** Aim **
Transcribe every record that appears below, exactly and in full.

** Data section **
======

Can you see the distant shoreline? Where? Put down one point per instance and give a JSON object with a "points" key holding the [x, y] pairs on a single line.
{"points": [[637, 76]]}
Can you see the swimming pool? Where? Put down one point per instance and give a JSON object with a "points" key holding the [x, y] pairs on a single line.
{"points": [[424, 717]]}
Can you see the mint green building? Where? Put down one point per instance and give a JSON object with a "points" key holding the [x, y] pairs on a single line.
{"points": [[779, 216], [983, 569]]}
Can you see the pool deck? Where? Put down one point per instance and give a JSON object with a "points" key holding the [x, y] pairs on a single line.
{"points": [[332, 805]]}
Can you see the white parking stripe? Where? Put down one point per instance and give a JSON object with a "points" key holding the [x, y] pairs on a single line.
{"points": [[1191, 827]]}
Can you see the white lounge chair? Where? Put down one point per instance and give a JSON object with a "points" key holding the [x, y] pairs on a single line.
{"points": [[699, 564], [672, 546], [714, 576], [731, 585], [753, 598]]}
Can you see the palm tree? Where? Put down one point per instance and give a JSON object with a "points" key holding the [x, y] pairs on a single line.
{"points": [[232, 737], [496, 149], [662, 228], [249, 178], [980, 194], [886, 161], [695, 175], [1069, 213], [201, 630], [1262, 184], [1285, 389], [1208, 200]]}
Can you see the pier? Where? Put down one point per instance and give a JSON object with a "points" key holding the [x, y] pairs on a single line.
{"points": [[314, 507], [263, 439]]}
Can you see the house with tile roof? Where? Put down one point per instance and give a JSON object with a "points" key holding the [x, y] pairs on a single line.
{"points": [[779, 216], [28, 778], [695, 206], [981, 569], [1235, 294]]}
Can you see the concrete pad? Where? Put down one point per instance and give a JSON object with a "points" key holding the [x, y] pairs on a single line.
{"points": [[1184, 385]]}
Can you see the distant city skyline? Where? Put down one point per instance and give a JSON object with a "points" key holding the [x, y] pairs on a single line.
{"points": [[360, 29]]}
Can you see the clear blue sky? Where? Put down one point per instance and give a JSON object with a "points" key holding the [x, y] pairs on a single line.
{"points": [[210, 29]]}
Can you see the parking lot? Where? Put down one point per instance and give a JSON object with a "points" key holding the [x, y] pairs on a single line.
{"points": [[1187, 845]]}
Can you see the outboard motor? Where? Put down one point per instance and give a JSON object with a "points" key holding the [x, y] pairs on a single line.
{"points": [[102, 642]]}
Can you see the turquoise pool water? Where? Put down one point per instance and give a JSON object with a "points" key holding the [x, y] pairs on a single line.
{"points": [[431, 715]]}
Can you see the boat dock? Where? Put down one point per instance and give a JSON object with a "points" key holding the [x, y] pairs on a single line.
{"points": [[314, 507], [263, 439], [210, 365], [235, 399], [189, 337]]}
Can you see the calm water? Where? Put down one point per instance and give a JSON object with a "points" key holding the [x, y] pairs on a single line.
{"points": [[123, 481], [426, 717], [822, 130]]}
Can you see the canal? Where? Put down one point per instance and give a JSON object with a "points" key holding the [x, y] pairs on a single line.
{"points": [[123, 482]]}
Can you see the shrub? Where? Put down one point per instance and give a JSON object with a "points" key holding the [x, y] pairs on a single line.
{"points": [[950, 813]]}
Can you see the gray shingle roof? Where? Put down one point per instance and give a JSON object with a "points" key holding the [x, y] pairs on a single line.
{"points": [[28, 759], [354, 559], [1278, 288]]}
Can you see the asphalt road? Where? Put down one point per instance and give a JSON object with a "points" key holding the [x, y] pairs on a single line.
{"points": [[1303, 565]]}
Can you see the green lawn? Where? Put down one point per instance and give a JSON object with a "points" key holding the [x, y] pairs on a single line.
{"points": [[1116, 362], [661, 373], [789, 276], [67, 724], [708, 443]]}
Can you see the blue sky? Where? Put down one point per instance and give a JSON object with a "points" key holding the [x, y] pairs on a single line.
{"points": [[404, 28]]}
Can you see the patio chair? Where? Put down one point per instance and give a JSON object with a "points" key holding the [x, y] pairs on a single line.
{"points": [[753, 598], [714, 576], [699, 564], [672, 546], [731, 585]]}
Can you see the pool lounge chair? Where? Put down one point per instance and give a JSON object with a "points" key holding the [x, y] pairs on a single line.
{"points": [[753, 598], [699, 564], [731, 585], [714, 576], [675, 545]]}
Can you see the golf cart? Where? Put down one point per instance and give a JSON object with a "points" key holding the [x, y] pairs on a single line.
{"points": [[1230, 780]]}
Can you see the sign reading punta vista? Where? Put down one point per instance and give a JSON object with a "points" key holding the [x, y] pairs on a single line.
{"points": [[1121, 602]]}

======

** Result of this task **
Can you see the distant shoreline? Where? Put down one point per instance and give a JSON object with a "points" key holding the [x, y] pairs on a single line.
{"points": [[637, 76]]}
Can you see the swimming pool? Where? Put down one point per instance and give a JSON object with a "points" key holding the [x, y] pairs on a single line.
{"points": [[424, 717]]}
Can you see the mint green building? Where? Put down one point per instance and give a JSON object with a "points" key holding the [x, y] pairs on a single line.
{"points": [[779, 216], [983, 569]]}
Can you see the pool deck? Where? Put down one point per instance and give a JSON object with a "points" key holding the [x, y] pairs on a single line.
{"points": [[332, 805]]}
Can you see the white parking stripe? Where? Put down one point per instance and give a JSON object with a "points" key holding the [x, y] pairs on a single line.
{"points": [[1191, 827]]}
Can you see the white lounge chair? Where? Put down one point per instance and give a JSON object with a "points" key holding the [x, y] pairs on a single line.
{"points": [[699, 564], [672, 546], [714, 576], [731, 585], [753, 598]]}
Can you see the palm tree? Where? Put down one point per instance and give a JSON object with a "points" key holding the [x, y] pairs on a single line.
{"points": [[232, 737], [496, 149], [662, 228], [249, 178], [980, 194], [886, 161], [695, 175], [1069, 213], [201, 630], [1262, 184], [1285, 389], [1208, 200]]}
Can you see the pier? Where? Put down one point per instance and give a JSON object with a "points" key holding the [x, y] pairs on a single line.
{"points": [[314, 507], [263, 439]]}
Can you see the house with tile roof? Where? Put down one point per instance and give a JSON object with a "points" key holding the [x, y] pairs on a single line.
{"points": [[779, 216], [28, 778], [695, 206], [981, 569], [1235, 294]]}
Can you see the concrete pad? Where? Put down one point per instance and give a JSON object with a "points" key holding the [x, y] pairs on a single line.
{"points": [[1184, 385]]}
Can you see the distant city skyline? Where? Put down one point per instance and give a JSON object with a "points" key holding the [x, y] pairs on a single line.
{"points": [[360, 29]]}
Can you see the clear blue sky? Where? Put down one point per instance and give a JSON object with a "points" key holding the [x, y] pairs on a single line.
{"points": [[210, 29]]}
Can you see the parking lot? Where? Put down one point per instance and give a JSON object with a "points" key holding the [x, y] pairs on a single line.
{"points": [[1187, 845]]}
Can you see the outboard motor? Where? Put down one point per instance and give a JSON object with a "points" key holding the [x, y] pairs on a single line.
{"points": [[102, 642]]}
Can you see the turquoise pool water? Where? Put down one point per instance and give a JSON object with a "points" key holding the [x, y] pairs on a single line.
{"points": [[431, 715]]}
Can you see the boat dock? Where? Put down one point per instance and give a JSON object with a "points" key holding the [x, y] pairs on a single line.
{"points": [[314, 507], [263, 439], [210, 365], [235, 399], [189, 337]]}
Can you see the calm water? Where? Put down one point per instance and give a JSON object with a "points" key holding the [x, y] pairs on a single line.
{"points": [[123, 481], [426, 717], [822, 130]]}
Can you see the canal? Where? Put down one point per instance and give a JSON object with a "points" key holding the [x, y] pairs on a single line.
{"points": [[123, 482]]}
Can you see the shrub? Where? Put down one point per instance and give a JSON object with a "points" key holding the [x, y] pairs on a single line.
{"points": [[950, 813]]}
Can you see the gray shingle roof? Where? Put down one point per instance and give a JSON object with a "points" key holding the [x, y] pairs on a single line.
{"points": [[28, 759], [354, 559], [1278, 288]]}
Can you see the asphalt road? Where? Put down one point per instance and give a JSON object with a "points" key holding the [x, y] pairs on a single line.
{"points": [[1303, 565]]}
Can you see the green lawn? Where? Put down one point per instance and give a JSON object with a "points" key holding the [x, y] pairs on a single line.
{"points": [[1116, 362], [661, 373], [789, 276], [67, 724], [708, 443]]}
Can you see the blue sky? Where? Put down one point per instance and give a JSON object with a "points" key holding the [x, y] pairs on a single line.
{"points": [[404, 28]]}
Can you see the patio chair? Where? Put down one point per instance and give a JSON object with a "points" key holding the [x, y] pairs on a single line.
{"points": [[753, 598], [714, 576], [699, 564], [672, 546], [731, 585]]}
Can you see the pool lounge chair? Where? Put down one point per instance and give a JSON object with a "points" key holding the [x, y] pairs on a single line.
{"points": [[753, 598], [699, 564], [731, 585], [714, 576], [675, 545]]}
Can you see the golf cart? Where? Put down one point per instance and give a JSON object with a "points" key holding the [x, y] pairs on a single line.
{"points": [[1230, 780]]}
Can you see the sign reading punta vista? Where? Put down one point per instance and give a JSON object with a "points" key holding the [x, y] pairs on a single line.
{"points": [[1121, 602]]}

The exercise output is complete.